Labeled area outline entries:
....

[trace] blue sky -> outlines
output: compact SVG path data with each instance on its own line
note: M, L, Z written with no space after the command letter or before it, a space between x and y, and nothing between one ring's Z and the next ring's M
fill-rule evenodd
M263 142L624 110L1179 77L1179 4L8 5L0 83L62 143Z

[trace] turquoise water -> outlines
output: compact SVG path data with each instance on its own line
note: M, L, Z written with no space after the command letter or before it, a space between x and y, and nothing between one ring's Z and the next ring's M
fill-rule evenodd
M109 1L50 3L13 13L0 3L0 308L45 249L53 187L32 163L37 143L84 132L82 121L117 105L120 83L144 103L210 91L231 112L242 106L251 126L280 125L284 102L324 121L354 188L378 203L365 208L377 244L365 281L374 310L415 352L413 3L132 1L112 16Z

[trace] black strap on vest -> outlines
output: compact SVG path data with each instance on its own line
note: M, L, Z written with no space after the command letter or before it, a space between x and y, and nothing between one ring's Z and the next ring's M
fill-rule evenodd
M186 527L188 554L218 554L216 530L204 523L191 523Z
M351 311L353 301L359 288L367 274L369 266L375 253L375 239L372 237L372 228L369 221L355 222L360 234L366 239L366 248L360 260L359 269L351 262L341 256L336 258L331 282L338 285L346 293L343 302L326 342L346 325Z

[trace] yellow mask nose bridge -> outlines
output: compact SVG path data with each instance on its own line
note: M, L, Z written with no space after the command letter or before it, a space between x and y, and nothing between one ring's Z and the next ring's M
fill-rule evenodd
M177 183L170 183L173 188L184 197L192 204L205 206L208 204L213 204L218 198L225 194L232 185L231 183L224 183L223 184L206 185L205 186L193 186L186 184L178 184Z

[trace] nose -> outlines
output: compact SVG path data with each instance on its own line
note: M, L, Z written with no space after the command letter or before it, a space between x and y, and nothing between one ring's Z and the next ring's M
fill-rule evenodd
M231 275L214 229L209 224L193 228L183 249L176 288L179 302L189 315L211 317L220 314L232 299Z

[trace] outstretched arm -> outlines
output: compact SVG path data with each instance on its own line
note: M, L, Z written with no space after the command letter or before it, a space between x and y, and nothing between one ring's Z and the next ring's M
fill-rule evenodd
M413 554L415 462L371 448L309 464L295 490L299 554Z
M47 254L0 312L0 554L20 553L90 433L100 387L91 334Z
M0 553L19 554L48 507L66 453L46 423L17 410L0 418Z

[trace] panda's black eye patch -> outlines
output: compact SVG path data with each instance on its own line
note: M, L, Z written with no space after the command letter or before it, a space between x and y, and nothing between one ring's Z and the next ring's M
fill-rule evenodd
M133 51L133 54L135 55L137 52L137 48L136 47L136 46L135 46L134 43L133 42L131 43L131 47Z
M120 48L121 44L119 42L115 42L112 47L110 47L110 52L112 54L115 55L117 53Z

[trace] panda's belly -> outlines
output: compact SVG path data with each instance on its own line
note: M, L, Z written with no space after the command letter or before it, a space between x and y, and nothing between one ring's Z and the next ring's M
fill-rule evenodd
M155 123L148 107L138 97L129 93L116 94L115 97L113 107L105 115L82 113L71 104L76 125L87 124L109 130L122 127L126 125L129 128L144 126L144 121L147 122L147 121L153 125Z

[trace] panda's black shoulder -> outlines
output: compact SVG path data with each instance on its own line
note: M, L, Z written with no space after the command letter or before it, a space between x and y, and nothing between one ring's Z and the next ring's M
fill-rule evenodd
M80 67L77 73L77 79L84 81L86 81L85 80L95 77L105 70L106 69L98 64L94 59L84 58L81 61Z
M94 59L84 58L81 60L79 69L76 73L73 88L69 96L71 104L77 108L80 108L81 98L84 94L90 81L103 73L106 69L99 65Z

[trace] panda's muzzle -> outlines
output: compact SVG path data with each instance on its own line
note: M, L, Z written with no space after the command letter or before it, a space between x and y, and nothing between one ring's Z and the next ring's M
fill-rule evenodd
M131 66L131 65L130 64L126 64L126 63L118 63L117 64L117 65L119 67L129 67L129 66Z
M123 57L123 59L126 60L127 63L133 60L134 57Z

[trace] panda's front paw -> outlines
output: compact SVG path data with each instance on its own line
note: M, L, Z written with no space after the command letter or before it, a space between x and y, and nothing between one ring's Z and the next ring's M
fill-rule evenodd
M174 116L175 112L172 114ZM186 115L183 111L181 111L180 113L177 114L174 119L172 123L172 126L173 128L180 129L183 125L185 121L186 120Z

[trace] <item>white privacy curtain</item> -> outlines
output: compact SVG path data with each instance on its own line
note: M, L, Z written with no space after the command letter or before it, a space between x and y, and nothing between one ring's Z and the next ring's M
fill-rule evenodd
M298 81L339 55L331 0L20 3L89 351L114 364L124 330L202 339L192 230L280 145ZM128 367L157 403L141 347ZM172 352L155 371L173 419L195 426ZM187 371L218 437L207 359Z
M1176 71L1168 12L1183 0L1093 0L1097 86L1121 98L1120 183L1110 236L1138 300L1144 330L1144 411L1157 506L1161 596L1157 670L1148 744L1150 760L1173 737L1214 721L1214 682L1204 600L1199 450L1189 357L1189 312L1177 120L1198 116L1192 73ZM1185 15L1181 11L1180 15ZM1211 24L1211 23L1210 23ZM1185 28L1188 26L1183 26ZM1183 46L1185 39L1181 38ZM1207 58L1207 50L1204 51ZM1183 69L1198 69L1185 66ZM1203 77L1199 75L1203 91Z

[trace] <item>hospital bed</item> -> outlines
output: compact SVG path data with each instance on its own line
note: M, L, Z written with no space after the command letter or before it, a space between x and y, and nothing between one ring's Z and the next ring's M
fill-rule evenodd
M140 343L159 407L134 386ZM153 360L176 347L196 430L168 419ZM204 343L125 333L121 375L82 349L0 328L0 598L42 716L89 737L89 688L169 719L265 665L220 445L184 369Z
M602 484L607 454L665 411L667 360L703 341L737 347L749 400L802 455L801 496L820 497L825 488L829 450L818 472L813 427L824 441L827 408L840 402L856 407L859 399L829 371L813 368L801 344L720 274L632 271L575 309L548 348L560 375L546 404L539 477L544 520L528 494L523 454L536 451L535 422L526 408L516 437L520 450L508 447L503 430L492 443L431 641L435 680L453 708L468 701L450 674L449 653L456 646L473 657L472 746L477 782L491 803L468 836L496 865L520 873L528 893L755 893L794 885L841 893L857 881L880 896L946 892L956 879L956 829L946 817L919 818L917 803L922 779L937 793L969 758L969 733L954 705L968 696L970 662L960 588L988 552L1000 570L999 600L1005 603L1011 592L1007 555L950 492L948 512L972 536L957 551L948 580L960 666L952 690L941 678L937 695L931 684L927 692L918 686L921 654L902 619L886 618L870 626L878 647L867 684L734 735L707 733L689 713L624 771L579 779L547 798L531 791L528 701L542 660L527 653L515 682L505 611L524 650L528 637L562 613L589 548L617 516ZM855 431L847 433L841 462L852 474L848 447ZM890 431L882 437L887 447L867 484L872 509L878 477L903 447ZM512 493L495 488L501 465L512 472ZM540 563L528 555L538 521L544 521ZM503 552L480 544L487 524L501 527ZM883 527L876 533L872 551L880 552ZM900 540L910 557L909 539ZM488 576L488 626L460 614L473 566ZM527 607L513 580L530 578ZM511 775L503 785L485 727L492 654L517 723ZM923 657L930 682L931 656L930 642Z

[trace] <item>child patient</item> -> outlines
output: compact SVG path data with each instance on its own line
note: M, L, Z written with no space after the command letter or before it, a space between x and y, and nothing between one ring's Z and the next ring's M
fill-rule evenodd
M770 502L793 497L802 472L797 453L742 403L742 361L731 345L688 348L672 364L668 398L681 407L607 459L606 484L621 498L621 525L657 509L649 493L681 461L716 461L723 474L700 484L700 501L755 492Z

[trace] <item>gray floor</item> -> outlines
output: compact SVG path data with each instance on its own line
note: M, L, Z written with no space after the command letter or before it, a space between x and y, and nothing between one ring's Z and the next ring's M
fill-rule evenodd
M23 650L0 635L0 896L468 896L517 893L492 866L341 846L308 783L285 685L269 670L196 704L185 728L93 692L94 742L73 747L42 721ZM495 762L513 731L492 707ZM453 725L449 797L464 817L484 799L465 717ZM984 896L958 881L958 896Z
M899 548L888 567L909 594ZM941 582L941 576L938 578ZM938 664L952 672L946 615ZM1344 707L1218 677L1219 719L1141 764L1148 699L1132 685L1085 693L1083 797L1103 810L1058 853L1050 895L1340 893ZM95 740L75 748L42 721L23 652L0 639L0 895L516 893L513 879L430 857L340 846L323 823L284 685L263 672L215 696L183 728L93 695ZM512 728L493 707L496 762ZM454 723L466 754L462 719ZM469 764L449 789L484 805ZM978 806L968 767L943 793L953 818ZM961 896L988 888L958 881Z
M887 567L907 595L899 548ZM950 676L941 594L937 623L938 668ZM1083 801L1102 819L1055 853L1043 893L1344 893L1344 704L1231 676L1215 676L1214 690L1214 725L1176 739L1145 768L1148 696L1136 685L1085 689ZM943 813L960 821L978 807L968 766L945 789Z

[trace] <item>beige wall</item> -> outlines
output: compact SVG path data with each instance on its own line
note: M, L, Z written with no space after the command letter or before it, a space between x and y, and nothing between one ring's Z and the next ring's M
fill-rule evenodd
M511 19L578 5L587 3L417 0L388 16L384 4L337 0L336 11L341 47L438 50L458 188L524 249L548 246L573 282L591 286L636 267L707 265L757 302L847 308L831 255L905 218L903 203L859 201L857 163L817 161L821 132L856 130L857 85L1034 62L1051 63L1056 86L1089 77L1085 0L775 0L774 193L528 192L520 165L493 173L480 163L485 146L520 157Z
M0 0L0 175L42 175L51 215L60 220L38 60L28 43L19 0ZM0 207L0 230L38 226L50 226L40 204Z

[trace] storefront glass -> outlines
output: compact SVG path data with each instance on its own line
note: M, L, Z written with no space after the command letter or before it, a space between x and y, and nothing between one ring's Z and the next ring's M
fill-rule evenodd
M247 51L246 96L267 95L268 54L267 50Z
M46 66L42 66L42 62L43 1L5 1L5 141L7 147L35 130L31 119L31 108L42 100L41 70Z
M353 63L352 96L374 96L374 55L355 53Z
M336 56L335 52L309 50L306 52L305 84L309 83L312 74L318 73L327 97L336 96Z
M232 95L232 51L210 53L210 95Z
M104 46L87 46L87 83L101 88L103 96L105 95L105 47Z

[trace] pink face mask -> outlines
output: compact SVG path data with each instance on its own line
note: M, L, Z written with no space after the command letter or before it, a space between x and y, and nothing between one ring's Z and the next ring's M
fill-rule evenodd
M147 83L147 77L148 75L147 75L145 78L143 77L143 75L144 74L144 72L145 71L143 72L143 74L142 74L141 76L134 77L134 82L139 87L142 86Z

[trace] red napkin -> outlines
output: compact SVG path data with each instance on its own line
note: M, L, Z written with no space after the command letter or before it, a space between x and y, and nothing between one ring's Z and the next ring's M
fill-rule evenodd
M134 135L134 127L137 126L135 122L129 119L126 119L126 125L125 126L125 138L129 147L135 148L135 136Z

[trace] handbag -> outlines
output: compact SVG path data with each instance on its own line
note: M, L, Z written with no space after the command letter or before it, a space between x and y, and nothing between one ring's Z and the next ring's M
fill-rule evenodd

....

▸ What you need to do
Can you recast the lines from the one containing "[trace] handbag -> outlines" through the end of the entries, both included, as a numbered list with blank lines left out?

▸ Response to the task
1. [trace] handbag -> outlines
2. output: compact SVG path data with each instance on its own line
3. note: M, L, Z written with no space after the command letter or before it, a space between x and y, and nothing between one ring's Z and the next ring's M
4. fill-rule evenodd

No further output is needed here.